----- Passage provided -----

Some investments are suited for those looking for short-term gains, while other asset classes are better off left alone for some time. When you buy gold coins and other precious metal investments, it is generally considered a long-term investment strategy.
How do gold stocks perform in the long run? Does the historical World Gold Council data on gold prices justify adopting gold as a long-term investment strategy? What is the best way to invest in gold for maximum long-term capital gains?
These are a few of the questions you need to ask yourself before buying gold bullion or investing in gold futures contracts. In the end, for investors who wish to minimize their risks, the safest way to invest in gold coins and other precious metals is as part of a portfolio diversification strategy.
Geo-political uncertainty and high inflation tend to result in rising gold prices
In 2020, the Covid-19 pandemic caused the price of gold bullion to shoot to $2,075 per ounce, and a similar spike was caused by the Russia-Ukraine war
Gold is considered a good inflation hedge and viable means to store wealth
Stocks and bonds generally outperformed gold over long stretches
Shorter investment periods seem to favor those who buy gold
It is not easy to simply declare either physical gold or stocks and bonds as the better investment choice over a long-term period. A lot depends on the period being analyzed and the events in the global economy during that time.
A random sample may seem to suggest that over 30 years stocks, bonds, ETFs, and mutual funds are the better option. However, when one looks at another 30-year period in which there were wars and tough economic times, physical gold will appear to be the better choice.
The price of gold increased by 360% from 1990 to 2020, unlike stocks, such as the Dow Jones, which saw a massive 991% growth during that same period.
Before you rush to downplay gold futures, let us look at another period, between 2005 and 2020. During this time if you had invested in, for example, physical gold or gold ETFs, you would have enjoyed similar returns to the tune of 330%. However, market data on paper assets, such as the Dow Jones Industrial Average showed a low growth of only 153%.
Bonds, on the other hand, show diminishing returns when compared to both buying physical gold and investing in stocks. From 1920 to 2020, investors in bonds witnessed annual growth rates of about 5%, and a 320% 30-year growth average, which is slightly lower than that of gold investments.

----- Dataset extract -----

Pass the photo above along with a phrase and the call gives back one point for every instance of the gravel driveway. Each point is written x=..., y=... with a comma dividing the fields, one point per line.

-----

Task prompt -> In the passage on gold as a long-term investment, by what percentage did the price of gold increase from 1990 to 2020?

Worked solution -> The price of gold increased by 360%.